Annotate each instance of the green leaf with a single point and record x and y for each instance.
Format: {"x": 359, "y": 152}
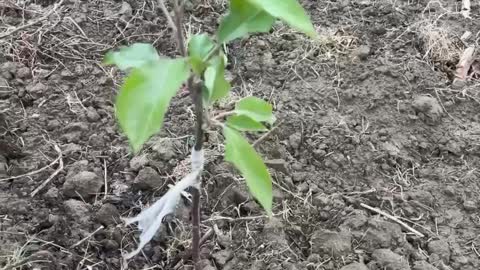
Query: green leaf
{"x": 198, "y": 48}
{"x": 289, "y": 11}
{"x": 215, "y": 81}
{"x": 145, "y": 96}
{"x": 255, "y": 108}
{"x": 243, "y": 18}
{"x": 244, "y": 123}
{"x": 133, "y": 56}
{"x": 251, "y": 166}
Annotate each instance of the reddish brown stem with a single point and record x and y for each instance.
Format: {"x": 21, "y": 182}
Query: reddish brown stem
{"x": 195, "y": 90}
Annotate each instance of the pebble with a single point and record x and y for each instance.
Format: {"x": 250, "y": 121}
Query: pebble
{"x": 333, "y": 243}
{"x": 222, "y": 257}
{"x": 355, "y": 266}
{"x": 92, "y": 115}
{"x": 37, "y": 90}
{"x": 84, "y": 184}
{"x": 295, "y": 140}
{"x": 77, "y": 210}
{"x": 469, "y": 205}
{"x": 441, "y": 248}
{"x": 24, "y": 73}
{"x": 387, "y": 259}
{"x": 278, "y": 165}
{"x": 108, "y": 215}
{"x": 423, "y": 265}
{"x": 138, "y": 162}
{"x": 147, "y": 179}
{"x": 363, "y": 52}
{"x": 53, "y": 125}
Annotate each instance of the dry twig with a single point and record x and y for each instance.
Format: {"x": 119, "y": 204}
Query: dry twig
{"x": 39, "y": 170}
{"x": 406, "y": 226}
{"x": 33, "y": 22}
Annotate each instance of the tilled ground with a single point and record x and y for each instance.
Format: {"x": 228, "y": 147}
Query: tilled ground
{"x": 375, "y": 157}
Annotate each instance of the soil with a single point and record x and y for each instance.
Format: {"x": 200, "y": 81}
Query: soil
{"x": 369, "y": 116}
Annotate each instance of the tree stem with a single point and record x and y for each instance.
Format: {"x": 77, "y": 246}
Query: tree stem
{"x": 195, "y": 90}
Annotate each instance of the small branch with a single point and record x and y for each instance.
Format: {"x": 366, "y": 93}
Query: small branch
{"x": 36, "y": 171}
{"x": 212, "y": 52}
{"x": 406, "y": 226}
{"x": 164, "y": 9}
{"x": 58, "y": 170}
{"x": 195, "y": 90}
{"x": 178, "y": 23}
{"x": 44, "y": 17}
{"x": 264, "y": 136}
{"x": 105, "y": 178}
{"x": 86, "y": 238}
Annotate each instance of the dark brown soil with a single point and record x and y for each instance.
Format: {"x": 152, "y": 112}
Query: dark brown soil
{"x": 368, "y": 116}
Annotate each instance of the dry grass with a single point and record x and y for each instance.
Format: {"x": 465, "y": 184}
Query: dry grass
{"x": 440, "y": 45}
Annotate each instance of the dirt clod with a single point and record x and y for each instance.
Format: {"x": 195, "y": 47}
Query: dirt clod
{"x": 423, "y": 265}
{"x": 222, "y": 257}
{"x": 363, "y": 52}
{"x": 333, "y": 243}
{"x": 470, "y": 205}
{"x": 138, "y": 162}
{"x": 427, "y": 105}
{"x": 387, "y": 259}
{"x": 355, "y": 266}
{"x": 382, "y": 234}
{"x": 37, "y": 90}
{"x": 108, "y": 215}
{"x": 78, "y": 210}
{"x": 147, "y": 179}
{"x": 92, "y": 115}
{"x": 440, "y": 248}
{"x": 24, "y": 73}
{"x": 84, "y": 184}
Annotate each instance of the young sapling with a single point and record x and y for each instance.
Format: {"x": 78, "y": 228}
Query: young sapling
{"x": 152, "y": 82}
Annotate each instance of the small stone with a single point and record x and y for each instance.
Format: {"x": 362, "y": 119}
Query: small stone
{"x": 147, "y": 179}
{"x": 387, "y": 259}
{"x": 66, "y": 74}
{"x": 76, "y": 127}
{"x": 51, "y": 194}
{"x": 333, "y": 243}
{"x": 222, "y": 257}
{"x": 205, "y": 265}
{"x": 138, "y": 162}
{"x": 278, "y": 165}
{"x": 423, "y": 265}
{"x": 469, "y": 205}
{"x": 441, "y": 248}
{"x": 4, "y": 88}
{"x": 108, "y": 215}
{"x": 77, "y": 210}
{"x": 314, "y": 258}
{"x": 53, "y": 125}
{"x": 37, "y": 90}
{"x": 24, "y": 73}
{"x": 109, "y": 244}
{"x": 295, "y": 139}
{"x": 303, "y": 187}
{"x": 165, "y": 149}
{"x": 321, "y": 200}
{"x": 382, "y": 234}
{"x": 362, "y": 52}
{"x": 427, "y": 105}
{"x": 274, "y": 233}
{"x": 238, "y": 195}
{"x": 92, "y": 115}
{"x": 355, "y": 266}
{"x": 84, "y": 184}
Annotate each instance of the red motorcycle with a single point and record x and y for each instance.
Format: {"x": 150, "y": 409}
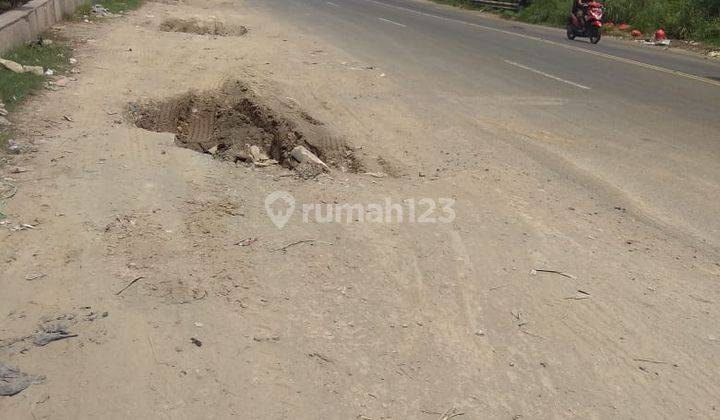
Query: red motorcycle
{"x": 590, "y": 26}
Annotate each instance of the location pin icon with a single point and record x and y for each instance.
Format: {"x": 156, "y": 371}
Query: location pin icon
{"x": 280, "y": 206}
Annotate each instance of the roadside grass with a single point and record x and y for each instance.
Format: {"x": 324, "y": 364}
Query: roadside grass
{"x": 14, "y": 87}
{"x": 4, "y": 137}
{"x": 696, "y": 20}
{"x": 113, "y": 6}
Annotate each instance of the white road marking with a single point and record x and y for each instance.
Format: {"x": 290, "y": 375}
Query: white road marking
{"x": 542, "y": 73}
{"x": 393, "y": 22}
{"x": 557, "y": 44}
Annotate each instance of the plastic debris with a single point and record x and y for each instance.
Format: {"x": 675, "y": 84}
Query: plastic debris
{"x": 52, "y": 333}
{"x": 302, "y": 155}
{"x": 13, "y": 382}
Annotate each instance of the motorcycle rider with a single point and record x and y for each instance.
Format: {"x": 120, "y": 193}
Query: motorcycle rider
{"x": 579, "y": 7}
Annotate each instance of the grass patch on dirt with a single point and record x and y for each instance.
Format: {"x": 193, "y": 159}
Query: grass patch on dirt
{"x": 121, "y": 6}
{"x": 4, "y": 137}
{"x": 112, "y": 6}
{"x": 15, "y": 87}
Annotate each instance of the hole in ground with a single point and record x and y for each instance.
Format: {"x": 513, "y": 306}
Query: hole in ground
{"x": 201, "y": 27}
{"x": 234, "y": 124}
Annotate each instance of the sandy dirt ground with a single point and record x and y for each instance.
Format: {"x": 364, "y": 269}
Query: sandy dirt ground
{"x": 360, "y": 321}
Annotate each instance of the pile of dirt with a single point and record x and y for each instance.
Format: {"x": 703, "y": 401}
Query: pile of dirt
{"x": 233, "y": 123}
{"x": 202, "y": 27}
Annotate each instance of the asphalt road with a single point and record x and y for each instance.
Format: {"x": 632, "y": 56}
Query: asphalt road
{"x": 638, "y": 124}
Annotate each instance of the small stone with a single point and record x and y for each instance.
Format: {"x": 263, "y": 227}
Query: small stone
{"x": 62, "y": 82}
{"x": 36, "y": 70}
{"x": 12, "y": 66}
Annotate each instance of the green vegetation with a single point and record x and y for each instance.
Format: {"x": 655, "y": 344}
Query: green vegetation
{"x": 683, "y": 19}
{"x": 113, "y": 6}
{"x": 697, "y": 20}
{"x": 15, "y": 87}
{"x": 4, "y": 137}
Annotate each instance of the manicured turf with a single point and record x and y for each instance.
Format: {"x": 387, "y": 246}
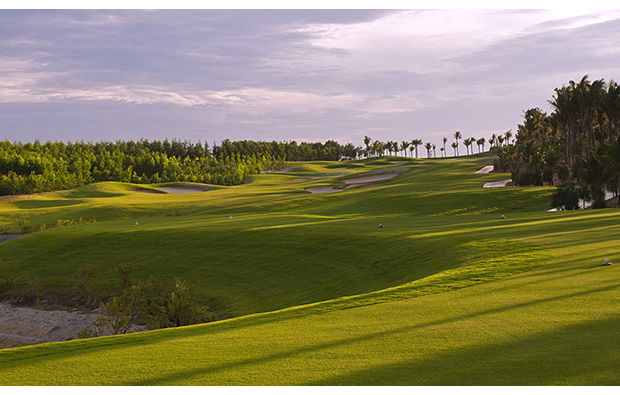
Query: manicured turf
{"x": 446, "y": 293}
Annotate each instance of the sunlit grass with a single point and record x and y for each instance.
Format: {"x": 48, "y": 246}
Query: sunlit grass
{"x": 446, "y": 293}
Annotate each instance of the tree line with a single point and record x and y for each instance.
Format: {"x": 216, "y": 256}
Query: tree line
{"x": 379, "y": 148}
{"x": 576, "y": 146}
{"x": 27, "y": 168}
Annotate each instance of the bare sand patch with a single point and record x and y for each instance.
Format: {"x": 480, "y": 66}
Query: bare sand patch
{"x": 146, "y": 191}
{"x": 180, "y": 189}
{"x": 367, "y": 179}
{"x": 497, "y": 184}
{"x": 23, "y": 326}
{"x": 486, "y": 169}
{"x": 11, "y": 236}
{"x": 352, "y": 183}
{"x": 326, "y": 189}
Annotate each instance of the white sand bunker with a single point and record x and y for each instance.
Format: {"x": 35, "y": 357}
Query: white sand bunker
{"x": 22, "y": 326}
{"x": 185, "y": 189}
{"x": 497, "y": 184}
{"x": 367, "y": 179}
{"x": 486, "y": 169}
{"x": 180, "y": 189}
{"x": 352, "y": 183}
{"x": 326, "y": 189}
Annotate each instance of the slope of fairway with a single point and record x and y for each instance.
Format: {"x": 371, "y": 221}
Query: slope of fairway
{"x": 446, "y": 293}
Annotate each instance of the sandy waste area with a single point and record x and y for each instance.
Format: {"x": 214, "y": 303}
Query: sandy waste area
{"x": 353, "y": 182}
{"x": 23, "y": 326}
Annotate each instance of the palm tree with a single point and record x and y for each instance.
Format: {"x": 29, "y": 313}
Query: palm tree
{"x": 367, "y": 141}
{"x": 428, "y": 147}
{"x": 403, "y": 146}
{"x": 416, "y": 143}
{"x": 467, "y": 143}
{"x": 377, "y": 147}
{"x": 457, "y": 136}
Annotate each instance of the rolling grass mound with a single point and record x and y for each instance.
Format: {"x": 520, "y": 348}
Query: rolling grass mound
{"x": 445, "y": 293}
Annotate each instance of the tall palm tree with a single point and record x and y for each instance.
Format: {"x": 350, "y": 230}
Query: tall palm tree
{"x": 416, "y": 143}
{"x": 404, "y": 145}
{"x": 428, "y": 147}
{"x": 457, "y": 136}
{"x": 367, "y": 141}
{"x": 377, "y": 147}
{"x": 467, "y": 143}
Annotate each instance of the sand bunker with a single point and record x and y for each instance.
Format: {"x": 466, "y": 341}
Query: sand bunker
{"x": 326, "y": 189}
{"x": 22, "y": 326}
{"x": 172, "y": 190}
{"x": 11, "y": 236}
{"x": 486, "y": 169}
{"x": 352, "y": 183}
{"x": 367, "y": 179}
{"x": 497, "y": 184}
{"x": 180, "y": 189}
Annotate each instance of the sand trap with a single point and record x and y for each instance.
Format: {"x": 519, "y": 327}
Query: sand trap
{"x": 11, "y": 236}
{"x": 352, "y": 183}
{"x": 497, "y": 184}
{"x": 22, "y": 326}
{"x": 171, "y": 190}
{"x": 146, "y": 191}
{"x": 326, "y": 189}
{"x": 180, "y": 189}
{"x": 486, "y": 169}
{"x": 367, "y": 179}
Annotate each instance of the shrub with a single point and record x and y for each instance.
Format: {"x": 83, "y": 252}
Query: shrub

☆ ☆ ☆ ☆ ☆

Only the lines from the one with "Annotate each instance of the white sand" through the end of the material are wanted; copy them exactly, both ends included.

Annotate each instance of the white sand bunker with a single point and record x and y for each instance.
Format: {"x": 35, "y": 357}
Query: white sand bunker
{"x": 22, "y": 326}
{"x": 185, "y": 189}
{"x": 497, "y": 184}
{"x": 367, "y": 179}
{"x": 486, "y": 169}
{"x": 180, "y": 189}
{"x": 352, "y": 183}
{"x": 326, "y": 189}
Annotate each instance of the slope of fairway with a single point and record x and y for each instance.
Format: {"x": 371, "y": 221}
Query: slope of fairway
{"x": 446, "y": 293}
Annotate each instance of the sandy waste area with a single point and record x and y for each instance.
Format: {"x": 214, "y": 303}
Query: sandy waste area
{"x": 353, "y": 182}
{"x": 23, "y": 326}
Annotate each instance of the palm tree with a single point and record x and y for each instance.
Format: {"x": 29, "y": 313}
Query: palm tree
{"x": 367, "y": 141}
{"x": 428, "y": 147}
{"x": 403, "y": 146}
{"x": 416, "y": 143}
{"x": 467, "y": 143}
{"x": 377, "y": 147}
{"x": 457, "y": 136}
Annotate each instance of the rolling grass mound with a single point and record x and y for each instance.
Format: {"x": 520, "y": 348}
Query: rolling grass mound
{"x": 445, "y": 293}
Annotate each instance of the tall palm tree with a single point and record x and y for each instance.
Format: {"x": 350, "y": 230}
Query: tall palm tree
{"x": 416, "y": 143}
{"x": 404, "y": 145}
{"x": 428, "y": 147}
{"x": 457, "y": 136}
{"x": 367, "y": 141}
{"x": 377, "y": 147}
{"x": 467, "y": 143}
Annotate each instance of the sand bunker with a single point and record x and y for each instance.
Format: {"x": 466, "y": 341}
Query: sand bunker
{"x": 326, "y": 189}
{"x": 22, "y": 326}
{"x": 172, "y": 190}
{"x": 11, "y": 236}
{"x": 486, "y": 169}
{"x": 352, "y": 183}
{"x": 367, "y": 179}
{"x": 497, "y": 184}
{"x": 180, "y": 189}
Annotate each instance of the sand trap with a single point and record x and y for each instance.
Format: {"x": 519, "y": 327}
Query: sand trap
{"x": 11, "y": 236}
{"x": 352, "y": 183}
{"x": 497, "y": 184}
{"x": 22, "y": 326}
{"x": 171, "y": 190}
{"x": 146, "y": 191}
{"x": 326, "y": 189}
{"x": 180, "y": 189}
{"x": 486, "y": 169}
{"x": 367, "y": 179}
Annotate each instance of the shrub with a single point and record x and y for each instance.
Format: {"x": 83, "y": 252}
Query: shrub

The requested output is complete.